--- Exercise data ---
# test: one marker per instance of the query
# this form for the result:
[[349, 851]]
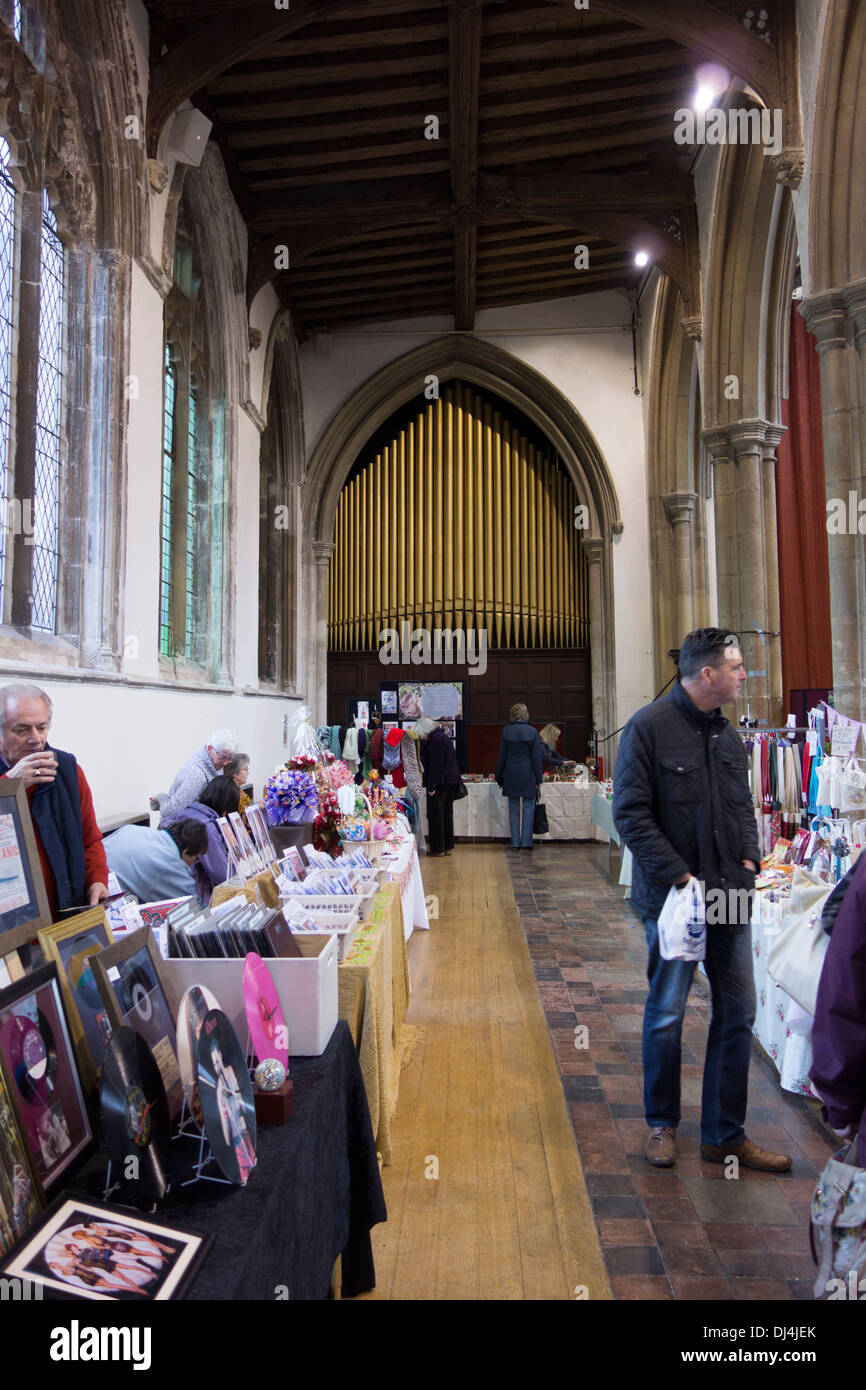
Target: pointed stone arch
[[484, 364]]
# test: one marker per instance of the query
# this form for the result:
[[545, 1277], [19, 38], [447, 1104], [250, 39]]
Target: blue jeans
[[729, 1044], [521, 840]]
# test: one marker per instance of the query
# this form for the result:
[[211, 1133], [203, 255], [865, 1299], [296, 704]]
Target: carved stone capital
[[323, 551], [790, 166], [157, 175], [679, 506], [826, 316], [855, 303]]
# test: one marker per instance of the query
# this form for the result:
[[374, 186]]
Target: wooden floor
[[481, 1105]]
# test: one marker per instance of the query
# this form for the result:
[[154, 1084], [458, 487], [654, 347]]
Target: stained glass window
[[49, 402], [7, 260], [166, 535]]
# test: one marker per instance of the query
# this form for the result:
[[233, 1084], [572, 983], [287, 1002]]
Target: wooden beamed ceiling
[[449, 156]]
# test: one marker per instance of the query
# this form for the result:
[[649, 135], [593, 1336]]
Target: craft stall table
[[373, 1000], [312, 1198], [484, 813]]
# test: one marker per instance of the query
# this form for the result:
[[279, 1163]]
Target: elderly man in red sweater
---
Required action.
Repeat the listing above word for word, omitting the pictures.

Response box.
# test: one marker per instance of the query
# this form for the result:
[[349, 851]]
Target: pointed stone arch
[[484, 364]]
# test: one marker per instance of the query
# this form for the result:
[[545, 1277], [19, 38], [447, 1104], [250, 39]]
Target: blue jeans
[[729, 1044], [521, 840]]
# test: one marker per instance of the query
# this form for the result:
[[211, 1133], [203, 255], [865, 1299], [296, 704]]
Target: carved stone capital
[[323, 551], [790, 166], [157, 175], [679, 506], [826, 316], [855, 303]]
# test: one marker per instance of the query
# this form for the result:
[[374, 186]]
Target: wooden floor
[[481, 1105]]
# test: one marker per instance of the query
# this form for the result:
[[154, 1084], [458, 487], [654, 347]]
Target: stained glass window
[[49, 402], [7, 260], [166, 535]]
# test: one marker per instance of the query
# this form for the result:
[[233, 1084], [572, 983], [287, 1002]]
Target: wooden beamed ceiling
[[449, 156]]
# test: one marker per instance of the query
# this form for the result:
[[649, 135], [593, 1336]]
Target: craft stall table
[[373, 1000], [312, 1198], [484, 813]]
# test: one marker per instance of the query
# this form for the result:
[[279, 1163]]
Target: elderly man in red sweater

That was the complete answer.